WHAT IS BEING ASKED: Edit the text on functional connectivity from "- But you would" to "in TG2576 mice.", changing "Beethoven" to "Bach".

TEXT BLOCK:
[Start of section]
Functional connectivity (FC) has long been the gold standard for understanding how different brain regions communicate. In thousands of papers, researchers scan a brain for 10 minutes, calculate the average correlation between every pair of regions, and produce a “connectome.”
However, this approach suffers from a fundamental limitation: it assumes these connections are static over the course of scan. It collapses the rich, time-varying movie of brain activity into a single, frozen photograph.
My research in the MIND Lab challenges this assumption. By looking at Quasi-Periodic Patterns (QPPs)—recurring spatiotemporal events that drive much of the brain’s functional architecture—we are finding that the dynamics of the brain break down long before the static structure does.
The “Static” Limitation
Imagine trying to understand a symphony orchestra by looking at a long-exposure photograph taken over the entire concert.
- You would see that the violins sit near the cellos (topology).
- You would see that the percussion section is generally loud (amplitude).
- But you would miss the music itself. You wouldn’t know if they were playing Beethoven or Mozart. You wouldn’t hear the tempo changes or the call-and-response between sections.
Traditional static FC is that long-exposure photograph. In neurodegenerative diseases like Alzheimer’s, the “music”—the timing of neural communication—often falls out of sync long before the structural “wiring” physically disintegrates.
Study Design: TG2576 Mouse Model
In our recent work, we utilized resting-state fMRI (rsfMRI) to examine these dynamics in TG2576 mice.
- The Model: TG2576 is a well-established mouse model of amyloid pathology. These mice overexpress a mutant form of the human amyloid precursor protein (APP), leading to plaque deposition similar to human Alzheimer’s.
[End of section]
EXTRACTED MATERIAL:
[Start of section]
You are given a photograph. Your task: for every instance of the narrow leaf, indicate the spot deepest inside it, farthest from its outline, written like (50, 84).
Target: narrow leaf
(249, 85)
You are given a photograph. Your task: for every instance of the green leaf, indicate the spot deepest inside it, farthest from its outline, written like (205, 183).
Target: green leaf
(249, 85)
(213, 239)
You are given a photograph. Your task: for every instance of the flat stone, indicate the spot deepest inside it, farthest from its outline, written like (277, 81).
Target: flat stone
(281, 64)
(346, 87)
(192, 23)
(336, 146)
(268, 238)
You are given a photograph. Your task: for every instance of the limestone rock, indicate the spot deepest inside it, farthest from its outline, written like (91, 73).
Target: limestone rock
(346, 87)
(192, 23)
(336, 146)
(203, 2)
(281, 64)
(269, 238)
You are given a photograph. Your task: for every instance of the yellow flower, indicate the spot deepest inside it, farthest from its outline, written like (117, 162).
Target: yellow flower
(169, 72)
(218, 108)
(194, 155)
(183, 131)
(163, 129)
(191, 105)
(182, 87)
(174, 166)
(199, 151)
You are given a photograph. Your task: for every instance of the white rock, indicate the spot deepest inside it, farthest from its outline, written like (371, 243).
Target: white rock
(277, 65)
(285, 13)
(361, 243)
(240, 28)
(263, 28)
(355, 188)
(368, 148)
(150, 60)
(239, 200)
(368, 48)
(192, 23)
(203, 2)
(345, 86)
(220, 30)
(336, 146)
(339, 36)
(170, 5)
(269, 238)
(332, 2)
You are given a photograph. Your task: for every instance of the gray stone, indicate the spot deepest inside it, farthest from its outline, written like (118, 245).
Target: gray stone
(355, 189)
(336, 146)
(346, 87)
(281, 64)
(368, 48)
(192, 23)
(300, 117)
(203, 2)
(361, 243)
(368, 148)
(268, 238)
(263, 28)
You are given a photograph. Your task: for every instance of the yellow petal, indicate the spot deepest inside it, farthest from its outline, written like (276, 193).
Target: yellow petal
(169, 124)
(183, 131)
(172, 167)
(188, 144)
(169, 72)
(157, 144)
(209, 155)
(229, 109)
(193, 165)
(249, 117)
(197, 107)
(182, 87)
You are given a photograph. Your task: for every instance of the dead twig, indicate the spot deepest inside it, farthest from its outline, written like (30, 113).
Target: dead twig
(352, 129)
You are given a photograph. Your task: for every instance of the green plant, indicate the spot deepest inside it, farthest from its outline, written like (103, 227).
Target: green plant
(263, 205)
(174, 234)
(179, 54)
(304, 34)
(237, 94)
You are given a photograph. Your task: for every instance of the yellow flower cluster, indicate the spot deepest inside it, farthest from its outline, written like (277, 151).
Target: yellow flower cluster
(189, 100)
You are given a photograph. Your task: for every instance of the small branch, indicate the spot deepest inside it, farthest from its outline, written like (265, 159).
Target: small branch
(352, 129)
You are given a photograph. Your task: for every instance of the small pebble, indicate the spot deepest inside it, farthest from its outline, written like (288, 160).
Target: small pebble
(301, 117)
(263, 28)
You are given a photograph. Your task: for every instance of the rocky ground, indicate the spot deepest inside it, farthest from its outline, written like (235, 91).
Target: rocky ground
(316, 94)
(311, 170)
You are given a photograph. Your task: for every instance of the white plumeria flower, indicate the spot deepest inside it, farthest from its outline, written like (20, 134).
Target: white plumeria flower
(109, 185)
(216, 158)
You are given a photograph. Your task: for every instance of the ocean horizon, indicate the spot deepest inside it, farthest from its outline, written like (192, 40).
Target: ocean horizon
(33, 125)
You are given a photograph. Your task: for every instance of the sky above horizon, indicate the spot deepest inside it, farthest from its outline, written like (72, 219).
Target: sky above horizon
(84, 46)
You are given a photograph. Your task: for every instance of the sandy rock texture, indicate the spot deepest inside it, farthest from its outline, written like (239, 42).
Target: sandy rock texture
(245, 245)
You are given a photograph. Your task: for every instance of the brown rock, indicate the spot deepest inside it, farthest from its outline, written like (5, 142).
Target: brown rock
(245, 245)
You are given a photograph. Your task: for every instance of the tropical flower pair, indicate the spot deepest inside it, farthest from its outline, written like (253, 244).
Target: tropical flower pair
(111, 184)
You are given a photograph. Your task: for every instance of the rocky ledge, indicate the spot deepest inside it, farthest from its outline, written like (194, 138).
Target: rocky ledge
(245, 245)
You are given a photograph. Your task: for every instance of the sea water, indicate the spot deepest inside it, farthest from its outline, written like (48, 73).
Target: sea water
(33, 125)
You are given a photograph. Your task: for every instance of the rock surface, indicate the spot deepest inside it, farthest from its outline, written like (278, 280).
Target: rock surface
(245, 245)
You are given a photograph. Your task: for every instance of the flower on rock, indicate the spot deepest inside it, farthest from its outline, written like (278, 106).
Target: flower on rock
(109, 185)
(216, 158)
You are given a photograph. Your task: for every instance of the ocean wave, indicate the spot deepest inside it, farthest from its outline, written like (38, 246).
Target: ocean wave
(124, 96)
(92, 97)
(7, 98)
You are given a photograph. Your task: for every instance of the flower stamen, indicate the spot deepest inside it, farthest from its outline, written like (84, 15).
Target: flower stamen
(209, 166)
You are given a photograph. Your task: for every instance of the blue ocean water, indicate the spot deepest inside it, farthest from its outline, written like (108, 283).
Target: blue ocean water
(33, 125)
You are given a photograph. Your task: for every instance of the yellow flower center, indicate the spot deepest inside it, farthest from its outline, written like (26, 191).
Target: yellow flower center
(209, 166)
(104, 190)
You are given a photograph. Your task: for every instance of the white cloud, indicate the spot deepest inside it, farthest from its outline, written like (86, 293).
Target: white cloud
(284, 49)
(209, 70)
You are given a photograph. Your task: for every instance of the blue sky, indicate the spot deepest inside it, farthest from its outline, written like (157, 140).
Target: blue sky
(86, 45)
[End of section]
REPLY:
- But you would miss the music itself. You wouldn’t know if they were playing Bach or Mozart. You wouldn’t hear the tempo changes or the call-and-response between sections.
Traditional static FC is that long-exposure photograph. In neurodegenerative diseases like Alzheimer’s, the “music”—the timing of neural communication—often falls out of sync long before the structural “wiring” physically disintegrates.
Study Design: TG2576 Mouse Model
In our recent work, we utilized resting-state fMRI (rsfMRI) to examine these dynamics in TG2576 mice.